▸ **WHAT THE TASK ASKS**: Return every entry exactly. Leave nothing out.

BEGIN RECORD EXCERPTS

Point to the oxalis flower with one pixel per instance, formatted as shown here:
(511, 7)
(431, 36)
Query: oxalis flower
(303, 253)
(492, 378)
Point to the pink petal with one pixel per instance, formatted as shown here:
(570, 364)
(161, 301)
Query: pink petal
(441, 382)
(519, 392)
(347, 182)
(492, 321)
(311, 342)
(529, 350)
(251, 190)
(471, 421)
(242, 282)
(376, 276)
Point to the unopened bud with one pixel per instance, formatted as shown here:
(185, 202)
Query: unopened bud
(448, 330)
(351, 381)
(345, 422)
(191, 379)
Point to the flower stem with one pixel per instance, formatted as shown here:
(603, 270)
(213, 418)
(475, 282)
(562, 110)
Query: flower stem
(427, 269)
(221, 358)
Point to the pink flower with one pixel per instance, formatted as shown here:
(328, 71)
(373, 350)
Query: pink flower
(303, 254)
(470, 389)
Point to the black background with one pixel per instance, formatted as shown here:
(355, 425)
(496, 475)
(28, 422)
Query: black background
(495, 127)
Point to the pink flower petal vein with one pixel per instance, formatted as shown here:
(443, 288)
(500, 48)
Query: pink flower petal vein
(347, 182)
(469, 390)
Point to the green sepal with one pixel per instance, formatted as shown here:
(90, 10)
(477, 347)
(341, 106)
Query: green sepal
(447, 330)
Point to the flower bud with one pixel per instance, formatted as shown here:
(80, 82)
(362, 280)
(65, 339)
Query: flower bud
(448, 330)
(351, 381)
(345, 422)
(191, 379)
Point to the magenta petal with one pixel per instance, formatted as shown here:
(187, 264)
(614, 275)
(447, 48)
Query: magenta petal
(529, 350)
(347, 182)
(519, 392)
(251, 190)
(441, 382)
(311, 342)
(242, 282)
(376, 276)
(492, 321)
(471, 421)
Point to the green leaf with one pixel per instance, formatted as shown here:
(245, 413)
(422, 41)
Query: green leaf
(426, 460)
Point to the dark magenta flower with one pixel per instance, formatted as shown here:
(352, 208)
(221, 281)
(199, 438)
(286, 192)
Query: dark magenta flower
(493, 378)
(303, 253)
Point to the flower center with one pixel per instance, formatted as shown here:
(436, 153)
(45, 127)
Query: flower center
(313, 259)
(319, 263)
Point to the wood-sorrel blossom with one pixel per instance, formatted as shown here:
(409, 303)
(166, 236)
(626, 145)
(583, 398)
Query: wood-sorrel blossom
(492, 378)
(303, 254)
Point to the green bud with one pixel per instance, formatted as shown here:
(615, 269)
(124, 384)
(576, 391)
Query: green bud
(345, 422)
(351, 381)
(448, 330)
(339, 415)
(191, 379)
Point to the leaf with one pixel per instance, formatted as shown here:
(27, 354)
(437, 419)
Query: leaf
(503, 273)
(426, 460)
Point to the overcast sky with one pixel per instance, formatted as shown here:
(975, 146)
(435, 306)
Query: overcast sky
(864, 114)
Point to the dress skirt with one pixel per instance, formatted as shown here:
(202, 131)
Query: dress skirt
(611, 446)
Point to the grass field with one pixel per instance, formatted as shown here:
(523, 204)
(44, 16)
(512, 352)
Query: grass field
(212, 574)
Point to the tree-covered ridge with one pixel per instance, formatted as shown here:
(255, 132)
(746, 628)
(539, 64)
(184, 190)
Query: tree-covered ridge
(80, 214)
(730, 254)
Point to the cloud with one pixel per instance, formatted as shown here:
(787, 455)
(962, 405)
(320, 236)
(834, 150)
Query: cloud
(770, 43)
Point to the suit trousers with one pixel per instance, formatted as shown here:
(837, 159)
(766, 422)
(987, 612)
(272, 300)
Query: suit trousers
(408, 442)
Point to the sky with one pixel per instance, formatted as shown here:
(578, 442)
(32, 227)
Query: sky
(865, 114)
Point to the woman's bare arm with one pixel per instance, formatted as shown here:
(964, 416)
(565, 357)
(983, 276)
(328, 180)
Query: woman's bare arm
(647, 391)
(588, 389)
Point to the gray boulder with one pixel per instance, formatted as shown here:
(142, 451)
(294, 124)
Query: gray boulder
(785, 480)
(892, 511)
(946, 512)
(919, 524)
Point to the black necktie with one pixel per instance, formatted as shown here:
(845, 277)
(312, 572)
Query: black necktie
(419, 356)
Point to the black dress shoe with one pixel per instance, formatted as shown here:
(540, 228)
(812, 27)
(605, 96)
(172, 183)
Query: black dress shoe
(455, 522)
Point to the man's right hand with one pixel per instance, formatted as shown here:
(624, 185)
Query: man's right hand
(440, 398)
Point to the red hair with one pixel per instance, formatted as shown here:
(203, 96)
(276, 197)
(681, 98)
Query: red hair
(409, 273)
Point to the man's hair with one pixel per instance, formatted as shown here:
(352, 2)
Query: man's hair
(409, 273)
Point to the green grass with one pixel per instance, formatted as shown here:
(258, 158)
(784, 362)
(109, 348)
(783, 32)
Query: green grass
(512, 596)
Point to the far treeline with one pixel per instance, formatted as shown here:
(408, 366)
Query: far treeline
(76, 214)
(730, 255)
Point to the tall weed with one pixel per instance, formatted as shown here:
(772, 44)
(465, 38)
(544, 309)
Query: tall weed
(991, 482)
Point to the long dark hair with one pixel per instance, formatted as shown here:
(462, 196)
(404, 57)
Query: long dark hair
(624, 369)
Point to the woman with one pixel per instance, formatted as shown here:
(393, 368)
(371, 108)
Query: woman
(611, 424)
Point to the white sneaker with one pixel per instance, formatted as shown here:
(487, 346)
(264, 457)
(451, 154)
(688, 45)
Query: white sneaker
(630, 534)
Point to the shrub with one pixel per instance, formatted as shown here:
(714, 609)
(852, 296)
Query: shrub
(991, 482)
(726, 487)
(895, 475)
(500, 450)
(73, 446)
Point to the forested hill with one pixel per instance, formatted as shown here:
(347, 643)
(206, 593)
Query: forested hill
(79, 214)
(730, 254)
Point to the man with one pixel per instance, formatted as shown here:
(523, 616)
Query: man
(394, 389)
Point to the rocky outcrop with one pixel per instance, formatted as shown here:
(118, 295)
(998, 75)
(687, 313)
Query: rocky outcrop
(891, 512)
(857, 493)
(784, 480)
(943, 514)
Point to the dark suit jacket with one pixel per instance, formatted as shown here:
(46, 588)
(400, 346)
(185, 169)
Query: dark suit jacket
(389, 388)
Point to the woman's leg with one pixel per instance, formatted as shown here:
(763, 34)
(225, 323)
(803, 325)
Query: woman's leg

END RECORD EXCERPTS

▸ **SOLUTION TO THE PROBLEM**:
Point to the oxalis flower with one pixel per instance, formatted as shown here:
(511, 7)
(431, 36)
Query: oxalis flower
(303, 253)
(492, 378)
Point to the pink petal with one pixel per instance, formatted as shown here:
(570, 364)
(161, 301)
Query: pink petal
(441, 382)
(519, 392)
(347, 182)
(492, 321)
(311, 342)
(529, 350)
(251, 190)
(471, 421)
(242, 282)
(376, 276)
Point to the unopened bud with one pixel per instance, formatted as shown here:
(185, 202)
Query: unopened bud
(448, 330)
(351, 381)
(345, 422)
(191, 379)
Point to the flower stem with one pixel per instance, formatted as shown here:
(603, 270)
(213, 418)
(475, 282)
(562, 110)
Query: flower stem
(427, 269)
(221, 358)
Point to the pink flower with one pixel per instance, formatted as shown here:
(328, 71)
(373, 350)
Query: pink flower
(303, 254)
(470, 389)
Point to the black background with one pixel per instance, formatted as shown here:
(355, 425)
(496, 475)
(28, 422)
Query: black background
(495, 127)
Point to the pink flower petal vein with one pixel per instance, formatted as shown here:
(443, 288)
(500, 48)
Query: pink flower petal vein
(347, 182)
(469, 390)
Point to the green sepal with one pixel per instance, formatted as shown here:
(90, 10)
(477, 347)
(341, 106)
Query: green sepal
(447, 330)
Point to the flower bud with one pixel per instance, formatted as shown here:
(80, 82)
(362, 280)
(65, 339)
Query: flower bud
(448, 330)
(351, 381)
(345, 422)
(191, 379)
Point to the magenta petal with one pixel per instance, formatted as shown here:
(187, 264)
(614, 275)
(447, 48)
Query: magenta petal
(529, 350)
(347, 182)
(519, 392)
(251, 190)
(441, 382)
(311, 342)
(242, 282)
(376, 276)
(492, 321)
(471, 421)
Point to the green leaf with one pixel per instance, formatted as shown here:
(245, 413)
(422, 41)
Query: green leaf
(426, 460)
Point to the dark magenta flower with one pixel per instance, formatted as shown here:
(352, 208)
(221, 281)
(199, 438)
(286, 192)
Query: dark magenta flower
(493, 378)
(303, 253)
Point to the flower center with one pixel per instance, formatted as shown here:
(436, 153)
(45, 127)
Query: flower center
(313, 259)
(319, 263)
Point to the wood-sorrel blossom with one pixel per instance, formatted as shown here:
(409, 303)
(166, 236)
(626, 145)
(583, 398)
Query: wood-sorrel blossom
(492, 378)
(303, 254)
Point to the green bud with one pixel per instance, formatted as shown here:
(615, 269)
(124, 384)
(576, 391)
Query: green bud
(345, 422)
(351, 381)
(448, 330)
(339, 415)
(191, 379)
Point to the leaf with one pixel per instance, formatted as shown here:
(27, 354)
(437, 419)
Query: leaf
(503, 273)
(426, 460)
Point to the overcast sky with one pixel per instance, formatted as shown here:
(975, 146)
(435, 306)
Query: overcast sky
(864, 114)
Point to the dress skirt with one pixel per instance, formatted as shown here:
(202, 131)
Query: dress skirt
(611, 446)
Point to the grass field with one pixel per instance, formatted as shown here:
(523, 204)
(44, 16)
(512, 352)
Query: grass field
(212, 574)
Point to the tree-covered ridge with one pixel per instance, formatted as shown here:
(255, 132)
(746, 628)
(539, 64)
(184, 190)
Query: tree-covered ridge
(80, 214)
(730, 254)
Point to the cloud with one pixel per instance, formatted as shown here:
(787, 455)
(962, 405)
(320, 236)
(834, 150)
Query: cloud
(770, 43)
Point to the suit trousers with one pixel per instance, formatted as shown here:
(837, 159)
(766, 422)
(987, 612)
(272, 300)
Query: suit trousers
(408, 442)
Point to the sky with one pixel per instance, formatted as shown here:
(578, 442)
(32, 227)
Query: sky
(865, 114)
Point to the woman's bare arm with one pixel per instance, formatted as shown here:
(964, 416)
(565, 357)
(983, 276)
(328, 180)
Query: woman's bare arm
(647, 391)
(588, 389)
Point to the gray boulder with one pixel per instance, formatted as shown here:
(142, 451)
(294, 124)
Query: gray boulder
(785, 480)
(892, 511)
(946, 512)
(919, 524)
Point to the black necktie with one pixel per instance, formatted as shown here:
(845, 277)
(312, 572)
Query: black necktie
(419, 356)
Point to the black dress shoe with one pixel per instance, formatted as shown here:
(540, 228)
(812, 27)
(605, 96)
(172, 183)
Query: black dress shoe
(455, 522)
Point to the man's right hand with one pixel per instance, formatted as shown here:
(624, 185)
Query: man's right hand
(440, 398)
Point to the red hair with one pixel per instance, formatted as shown here:
(203, 96)
(276, 197)
(681, 98)
Query: red hair
(409, 273)
Point to the man's hair with one pixel per instance, formatted as shown here:
(352, 2)
Query: man's hair
(409, 273)
Point to the green grass with one pixel per instance, formatted as shown here:
(258, 158)
(784, 362)
(109, 348)
(783, 32)
Query: green grass
(512, 596)
Point to the far treeline with one pixel per instance, formatted as shown here:
(408, 366)
Query: far treeline
(76, 214)
(730, 255)
Point to the tall weed with one pixel per instance, formatted as shown here:
(772, 44)
(465, 38)
(544, 309)
Query: tall weed
(991, 482)
Point to the long dark hair with one pixel per instance, formatted as shown here:
(462, 196)
(404, 57)
Query: long dark hair
(624, 369)
Point to the woman with one pixel per instance, formatted as shown here:
(393, 368)
(371, 108)
Query: woman
(611, 424)
Point to the white sneaker with one pixel per instance, formatted as shown here:
(487, 346)
(264, 457)
(451, 154)
(688, 45)
Query: white sneaker
(630, 534)
Point to the shrub with one pixel per instance, formatted as shown here:
(714, 609)
(852, 296)
Query: shrub
(991, 482)
(726, 487)
(895, 475)
(500, 450)
(73, 446)
Point to the forested hill with one pixel per instance, formatted as shown here:
(347, 643)
(206, 593)
Query: forested hill
(79, 214)
(730, 254)
Point to the man with one pixel per instance, formatted as shown here:
(523, 616)
Query: man
(394, 389)
Point to the rocky outcrop with one pixel per instance, formatted as shown here:
(118, 295)
(998, 75)
(687, 313)
Query: rocky outcrop
(891, 512)
(857, 493)
(784, 480)
(943, 514)
Point to the dark suit jacket with one pixel per instance, formatted as shown here:
(46, 588)
(400, 346)
(185, 169)
Query: dark suit jacket
(389, 388)
Point to the woman's leg with one pixel per instance, formatted as shown here:
(763, 34)
(225, 323)
(803, 325)
Query: woman's leg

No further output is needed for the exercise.